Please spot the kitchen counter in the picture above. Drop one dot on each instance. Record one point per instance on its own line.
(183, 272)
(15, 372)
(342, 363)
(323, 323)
───
• [REQUIRED ACTION] The full data, repeated exactly, is the only acceptable output.

• [TASK OUTPUT]
Please spot the kitchen counter in the picture above. Drop one dot on each instance. Record one point per instance on its own line.
(183, 272)
(15, 372)
(342, 363)
(323, 323)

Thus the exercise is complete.